[Items listed in a dataset]
□ □ □

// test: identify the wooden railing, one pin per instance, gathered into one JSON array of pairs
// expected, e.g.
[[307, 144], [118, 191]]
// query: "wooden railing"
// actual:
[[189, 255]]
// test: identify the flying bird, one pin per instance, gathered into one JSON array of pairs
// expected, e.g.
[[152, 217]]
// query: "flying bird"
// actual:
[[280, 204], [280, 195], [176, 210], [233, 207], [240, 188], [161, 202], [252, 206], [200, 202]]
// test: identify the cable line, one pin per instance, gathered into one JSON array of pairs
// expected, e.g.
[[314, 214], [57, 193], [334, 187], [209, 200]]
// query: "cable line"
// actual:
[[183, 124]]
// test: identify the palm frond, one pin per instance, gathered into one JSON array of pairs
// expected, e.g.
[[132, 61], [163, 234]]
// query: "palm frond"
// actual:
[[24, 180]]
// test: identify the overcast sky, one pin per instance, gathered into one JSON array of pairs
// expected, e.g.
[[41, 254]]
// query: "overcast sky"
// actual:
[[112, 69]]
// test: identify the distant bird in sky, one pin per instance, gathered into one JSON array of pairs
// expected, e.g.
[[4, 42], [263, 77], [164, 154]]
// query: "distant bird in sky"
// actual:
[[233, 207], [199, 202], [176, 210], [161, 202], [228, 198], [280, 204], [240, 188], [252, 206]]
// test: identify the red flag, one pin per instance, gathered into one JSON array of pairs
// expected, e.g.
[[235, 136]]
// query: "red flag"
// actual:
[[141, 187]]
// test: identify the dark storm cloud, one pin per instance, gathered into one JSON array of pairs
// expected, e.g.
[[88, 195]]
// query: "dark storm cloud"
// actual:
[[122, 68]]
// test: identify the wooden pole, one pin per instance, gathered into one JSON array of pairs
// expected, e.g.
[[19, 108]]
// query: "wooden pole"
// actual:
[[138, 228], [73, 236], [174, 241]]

□ □ □

**Task prompt:** Pull every line containing "cloud" out of the entries.

**Output for this exercise:**
// test: identify the dark storm cloud, one pin per instance, gathered into one JSON array of pairs
// query: "dark storm cloud"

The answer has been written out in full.